_What to produce:_ Find every line of the listing below where "hawk" appears, and copy it.

_Excerpted data:_

=== Section Start ===

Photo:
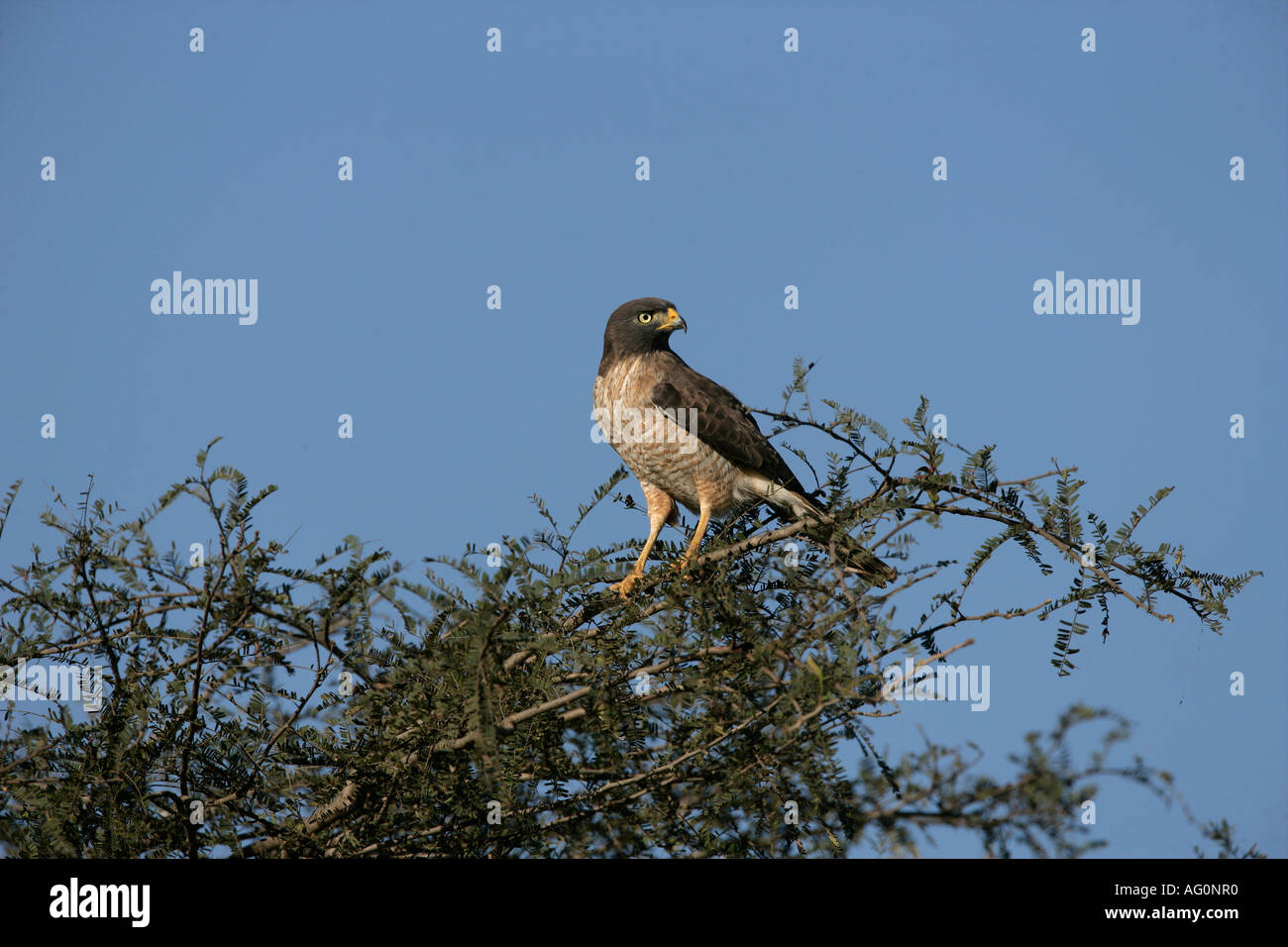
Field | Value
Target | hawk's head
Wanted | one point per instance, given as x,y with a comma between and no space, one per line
642,325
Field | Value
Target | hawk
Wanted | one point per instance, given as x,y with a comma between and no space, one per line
690,441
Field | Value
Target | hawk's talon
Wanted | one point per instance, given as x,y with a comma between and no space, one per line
623,587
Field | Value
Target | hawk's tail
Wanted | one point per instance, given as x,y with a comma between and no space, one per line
858,560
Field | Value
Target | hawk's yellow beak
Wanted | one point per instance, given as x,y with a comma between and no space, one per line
673,322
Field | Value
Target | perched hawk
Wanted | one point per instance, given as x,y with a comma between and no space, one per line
691,441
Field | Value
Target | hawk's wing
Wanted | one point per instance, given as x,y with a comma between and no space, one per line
719,420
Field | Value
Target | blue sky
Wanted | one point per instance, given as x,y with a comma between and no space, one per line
767,169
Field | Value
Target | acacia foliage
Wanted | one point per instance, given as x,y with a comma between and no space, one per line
506,702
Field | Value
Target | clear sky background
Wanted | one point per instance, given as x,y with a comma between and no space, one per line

=== Section End ===

_Answer section:_
Target | hawk's head
Target | hawk
Target | hawk's talon
Target | hawk's tail
Target | hawk's yellow beak
Target | perched hawk
Target | hawk's wing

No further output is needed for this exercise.